▸ Your goal: In the entries below, find the line containing "Could you locate the jacket", then copy it and every later line exactly, ending with the last line.
*** Opening of Study material ***
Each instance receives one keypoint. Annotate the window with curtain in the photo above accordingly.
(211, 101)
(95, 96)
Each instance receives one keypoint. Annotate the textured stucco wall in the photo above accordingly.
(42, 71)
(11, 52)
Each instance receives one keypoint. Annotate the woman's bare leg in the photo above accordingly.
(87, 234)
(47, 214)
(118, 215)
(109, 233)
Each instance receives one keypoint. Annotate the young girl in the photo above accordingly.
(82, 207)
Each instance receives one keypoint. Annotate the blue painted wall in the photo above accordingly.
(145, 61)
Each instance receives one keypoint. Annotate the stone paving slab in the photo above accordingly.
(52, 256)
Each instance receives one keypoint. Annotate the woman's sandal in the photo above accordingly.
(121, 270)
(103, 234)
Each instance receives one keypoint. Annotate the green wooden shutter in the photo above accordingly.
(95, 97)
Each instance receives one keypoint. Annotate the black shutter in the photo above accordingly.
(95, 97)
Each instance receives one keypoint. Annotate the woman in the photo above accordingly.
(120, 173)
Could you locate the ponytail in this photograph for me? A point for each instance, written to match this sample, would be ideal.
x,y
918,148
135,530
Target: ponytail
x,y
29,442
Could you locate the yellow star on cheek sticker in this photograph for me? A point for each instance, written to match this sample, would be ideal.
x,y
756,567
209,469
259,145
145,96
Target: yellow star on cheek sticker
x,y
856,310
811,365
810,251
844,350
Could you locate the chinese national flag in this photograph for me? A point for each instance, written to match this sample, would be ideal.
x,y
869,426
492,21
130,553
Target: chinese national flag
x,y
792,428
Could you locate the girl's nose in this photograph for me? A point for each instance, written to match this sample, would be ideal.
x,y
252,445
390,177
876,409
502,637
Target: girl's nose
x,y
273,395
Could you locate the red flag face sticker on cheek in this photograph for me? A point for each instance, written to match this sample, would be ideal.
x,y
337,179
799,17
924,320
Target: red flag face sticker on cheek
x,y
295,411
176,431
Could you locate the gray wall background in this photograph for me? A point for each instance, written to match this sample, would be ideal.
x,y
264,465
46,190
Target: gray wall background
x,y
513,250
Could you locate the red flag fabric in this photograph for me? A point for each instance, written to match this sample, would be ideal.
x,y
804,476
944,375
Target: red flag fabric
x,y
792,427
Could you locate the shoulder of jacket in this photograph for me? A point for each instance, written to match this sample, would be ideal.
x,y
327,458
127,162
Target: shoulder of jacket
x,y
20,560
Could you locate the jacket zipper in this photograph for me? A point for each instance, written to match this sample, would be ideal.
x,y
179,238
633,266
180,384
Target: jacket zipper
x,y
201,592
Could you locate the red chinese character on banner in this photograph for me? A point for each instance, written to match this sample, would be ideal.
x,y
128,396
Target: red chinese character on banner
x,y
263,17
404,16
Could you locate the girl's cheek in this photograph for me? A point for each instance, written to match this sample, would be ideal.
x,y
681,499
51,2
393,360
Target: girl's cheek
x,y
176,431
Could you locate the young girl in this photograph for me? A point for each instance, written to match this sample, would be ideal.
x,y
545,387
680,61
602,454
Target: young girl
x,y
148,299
*** Close of Study material ***
▸ Output of the task:
Could you locate the jacket zipper in this photograph for me? A point for each instance, written to match this sample, would be ideal.
x,y
179,238
633,266
180,384
Target: jacket zipper
x,y
201,592
Could you locate the red chinese character on banner in this photograph for me? A point for each instance, written to match this sample, would be ideal.
x,y
128,396
Target: red chinese character on banner
x,y
263,17
404,16
Could you locate the girl's cheek in this photograph for me? A point for each instance, written to match this sample, would be ideal.
x,y
681,499
51,2
393,360
Target: girl's cheek
x,y
176,431
Could you locate the young girl in this photograph for me? A point for each instance, written to match this sample, would be ideal.
x,y
545,387
680,61
602,454
Target: young girl
x,y
148,299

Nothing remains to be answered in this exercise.